====== DOCUMENT SEGMENT

Cutting Chaos

Some projects are difficult to date. They are such a long journey.

This quilt is technically my first art quilt because I started it first. Autobiography began much later but it happened much faster, so it crossed that finish line first and got posted first. Still, the evolution of this quilt was the broader context for that one. I say “evolution,” but that’s not quite the right word. It was a journey, but that word also doesn’t give any sense of the many layers there were to the conception, creation, completion of piece. I know it’s no masterwork — but it does mark an important pivot point for me both spiritually and artistically.

The seed for this piece germinated in my mind after my surgery and treatment for thyroid cancer in 2017. I spent a lot of time in those early recovery days resting and reflecting, blogging and browsing Pinterest for new quilt inspiration. Sometime around March or April of 2018 I stumbled across a quilter that was using a “sew-slash-sew” technique that I found fascinating. It looked so spontaneous and improvisational — I wanted to try it. At the same time, I was thinking about cancer, about how thankful I was for my surgeon and the quality of care I received, and about the spiritual metaphors embedded in the whole cancer experience.

============
====== EXTRACTED INFORMATION

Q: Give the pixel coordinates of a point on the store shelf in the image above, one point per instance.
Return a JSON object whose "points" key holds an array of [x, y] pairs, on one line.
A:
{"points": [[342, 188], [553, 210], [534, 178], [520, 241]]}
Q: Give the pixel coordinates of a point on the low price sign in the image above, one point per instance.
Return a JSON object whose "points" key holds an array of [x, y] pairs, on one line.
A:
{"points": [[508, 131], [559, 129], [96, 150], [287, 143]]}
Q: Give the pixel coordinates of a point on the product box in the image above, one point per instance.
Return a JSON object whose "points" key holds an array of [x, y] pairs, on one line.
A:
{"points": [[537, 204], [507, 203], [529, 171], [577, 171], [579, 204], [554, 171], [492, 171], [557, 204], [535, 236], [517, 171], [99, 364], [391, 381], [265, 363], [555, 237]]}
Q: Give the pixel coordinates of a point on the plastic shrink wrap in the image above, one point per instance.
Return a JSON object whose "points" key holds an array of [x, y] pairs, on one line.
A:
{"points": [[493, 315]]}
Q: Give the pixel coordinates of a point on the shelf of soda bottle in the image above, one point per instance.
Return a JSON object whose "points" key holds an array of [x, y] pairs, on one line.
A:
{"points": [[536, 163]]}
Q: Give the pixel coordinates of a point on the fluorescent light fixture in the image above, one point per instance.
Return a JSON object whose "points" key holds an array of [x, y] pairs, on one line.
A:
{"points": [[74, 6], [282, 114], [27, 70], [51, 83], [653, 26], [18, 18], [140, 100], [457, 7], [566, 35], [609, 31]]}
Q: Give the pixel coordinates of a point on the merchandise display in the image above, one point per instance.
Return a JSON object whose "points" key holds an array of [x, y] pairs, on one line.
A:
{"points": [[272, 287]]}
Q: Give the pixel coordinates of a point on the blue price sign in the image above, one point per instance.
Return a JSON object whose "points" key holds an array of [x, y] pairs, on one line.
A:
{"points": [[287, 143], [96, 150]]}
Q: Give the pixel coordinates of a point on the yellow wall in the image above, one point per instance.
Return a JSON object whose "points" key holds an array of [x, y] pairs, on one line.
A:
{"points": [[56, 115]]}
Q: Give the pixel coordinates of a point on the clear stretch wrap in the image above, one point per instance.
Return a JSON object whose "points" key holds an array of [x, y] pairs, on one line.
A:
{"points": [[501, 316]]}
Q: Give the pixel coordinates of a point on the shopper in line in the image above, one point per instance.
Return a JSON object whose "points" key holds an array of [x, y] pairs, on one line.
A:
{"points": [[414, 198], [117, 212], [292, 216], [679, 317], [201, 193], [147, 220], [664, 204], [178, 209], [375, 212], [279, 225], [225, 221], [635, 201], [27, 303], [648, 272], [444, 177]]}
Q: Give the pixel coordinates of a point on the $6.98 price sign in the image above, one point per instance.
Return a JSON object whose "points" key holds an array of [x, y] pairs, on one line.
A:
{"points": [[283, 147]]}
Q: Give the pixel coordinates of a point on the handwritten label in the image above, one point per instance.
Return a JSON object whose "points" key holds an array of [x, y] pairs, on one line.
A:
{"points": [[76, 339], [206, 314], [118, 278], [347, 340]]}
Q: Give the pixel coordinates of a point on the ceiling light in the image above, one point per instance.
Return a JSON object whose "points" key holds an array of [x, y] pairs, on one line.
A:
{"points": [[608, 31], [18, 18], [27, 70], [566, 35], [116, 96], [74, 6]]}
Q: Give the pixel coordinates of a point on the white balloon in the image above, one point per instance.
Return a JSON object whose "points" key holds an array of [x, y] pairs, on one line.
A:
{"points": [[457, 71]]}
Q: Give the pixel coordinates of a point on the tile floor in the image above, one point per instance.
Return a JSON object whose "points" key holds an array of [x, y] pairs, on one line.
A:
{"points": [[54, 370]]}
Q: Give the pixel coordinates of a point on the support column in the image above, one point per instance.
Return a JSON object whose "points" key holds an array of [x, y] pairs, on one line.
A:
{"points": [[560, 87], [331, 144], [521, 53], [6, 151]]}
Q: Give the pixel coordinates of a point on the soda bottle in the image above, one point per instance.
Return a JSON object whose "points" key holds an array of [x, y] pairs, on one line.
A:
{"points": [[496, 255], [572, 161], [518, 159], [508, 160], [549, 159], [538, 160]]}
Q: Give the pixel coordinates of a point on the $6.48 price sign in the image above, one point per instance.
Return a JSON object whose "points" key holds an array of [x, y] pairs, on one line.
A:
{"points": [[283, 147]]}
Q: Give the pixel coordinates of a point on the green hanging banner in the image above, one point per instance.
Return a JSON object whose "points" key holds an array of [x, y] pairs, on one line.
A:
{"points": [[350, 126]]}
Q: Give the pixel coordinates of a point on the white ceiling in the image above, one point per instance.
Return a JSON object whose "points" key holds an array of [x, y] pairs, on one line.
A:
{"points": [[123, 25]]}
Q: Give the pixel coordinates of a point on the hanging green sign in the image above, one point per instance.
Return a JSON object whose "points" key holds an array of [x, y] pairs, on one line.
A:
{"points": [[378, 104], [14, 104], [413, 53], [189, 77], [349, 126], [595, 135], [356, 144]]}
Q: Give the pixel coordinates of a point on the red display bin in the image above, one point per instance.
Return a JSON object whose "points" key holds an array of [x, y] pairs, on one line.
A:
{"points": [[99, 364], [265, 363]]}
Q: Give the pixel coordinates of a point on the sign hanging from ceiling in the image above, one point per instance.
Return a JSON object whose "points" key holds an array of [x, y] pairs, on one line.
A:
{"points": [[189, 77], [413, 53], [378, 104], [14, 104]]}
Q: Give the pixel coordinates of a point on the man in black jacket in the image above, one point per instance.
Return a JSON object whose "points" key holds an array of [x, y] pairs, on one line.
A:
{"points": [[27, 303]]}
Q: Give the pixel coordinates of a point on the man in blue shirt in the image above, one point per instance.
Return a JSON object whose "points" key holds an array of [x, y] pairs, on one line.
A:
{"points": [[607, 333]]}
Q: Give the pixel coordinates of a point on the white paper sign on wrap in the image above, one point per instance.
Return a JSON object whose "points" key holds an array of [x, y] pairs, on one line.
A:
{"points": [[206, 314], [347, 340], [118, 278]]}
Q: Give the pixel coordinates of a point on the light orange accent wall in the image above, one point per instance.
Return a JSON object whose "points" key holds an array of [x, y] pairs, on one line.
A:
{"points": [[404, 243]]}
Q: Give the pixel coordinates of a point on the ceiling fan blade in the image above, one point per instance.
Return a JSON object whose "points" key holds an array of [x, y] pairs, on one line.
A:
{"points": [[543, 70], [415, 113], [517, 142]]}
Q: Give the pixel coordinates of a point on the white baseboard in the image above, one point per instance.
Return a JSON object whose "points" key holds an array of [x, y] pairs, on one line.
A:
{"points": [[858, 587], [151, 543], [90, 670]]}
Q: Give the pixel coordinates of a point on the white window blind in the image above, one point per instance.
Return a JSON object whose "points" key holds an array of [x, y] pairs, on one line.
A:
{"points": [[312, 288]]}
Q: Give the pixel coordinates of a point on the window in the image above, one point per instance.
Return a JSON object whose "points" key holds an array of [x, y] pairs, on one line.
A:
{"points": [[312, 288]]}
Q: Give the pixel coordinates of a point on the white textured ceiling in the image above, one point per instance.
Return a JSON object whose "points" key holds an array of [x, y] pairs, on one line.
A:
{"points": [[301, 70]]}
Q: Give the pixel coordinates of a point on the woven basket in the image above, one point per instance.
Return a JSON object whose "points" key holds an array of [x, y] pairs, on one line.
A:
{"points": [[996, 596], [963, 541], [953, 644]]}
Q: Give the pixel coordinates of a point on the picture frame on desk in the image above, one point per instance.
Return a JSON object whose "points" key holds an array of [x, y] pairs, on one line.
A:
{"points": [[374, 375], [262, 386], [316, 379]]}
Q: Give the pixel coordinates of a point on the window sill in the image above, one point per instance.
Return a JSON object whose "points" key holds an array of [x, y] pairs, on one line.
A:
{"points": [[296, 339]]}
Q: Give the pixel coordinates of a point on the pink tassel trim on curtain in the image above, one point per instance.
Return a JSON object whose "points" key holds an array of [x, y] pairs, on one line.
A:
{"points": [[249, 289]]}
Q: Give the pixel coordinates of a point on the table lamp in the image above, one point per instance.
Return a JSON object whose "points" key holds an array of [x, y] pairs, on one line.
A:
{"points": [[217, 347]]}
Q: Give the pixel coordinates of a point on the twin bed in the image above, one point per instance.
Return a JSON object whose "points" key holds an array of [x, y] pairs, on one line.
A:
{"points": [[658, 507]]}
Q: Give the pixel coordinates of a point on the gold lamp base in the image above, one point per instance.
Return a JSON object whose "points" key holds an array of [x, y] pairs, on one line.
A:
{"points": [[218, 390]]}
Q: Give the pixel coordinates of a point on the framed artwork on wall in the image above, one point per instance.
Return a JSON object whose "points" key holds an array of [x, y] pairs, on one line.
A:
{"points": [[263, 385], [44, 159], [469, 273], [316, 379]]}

============

▶ [USING THE INFORMATION]
a. Translate this sentence from the Cutting Chaos post into Spanish: "Some projects are difficult to date."
b. Please retype everything in the Cutting Chaos post from "Cutting Chaos" down to "spiritually and artistically.".
The lines are separate material and are not part of the Cutting Chaos post.

▶ [RESPONSES IN ORDER]
a. Algunos proyectos son difíciles de fechar.

b.
Cutting Chaos

Some projects are difficult to date. They are such a long journey.

This quilt is technically my first art quilt because I started it first. Autobiography began much later but it happened much faster, so it crossed that finish line first and got posted first. Still, the evolution of this quilt was the broader context for that one. I say “evolution,” but that’s not quite the right word. It was a journey, but that word also doesn’t give any sense of the many layers there were to the conception, creation, completion of piece. I know it’s no masterwork — but it does mark an important pivot point for me both spiritually and artistically.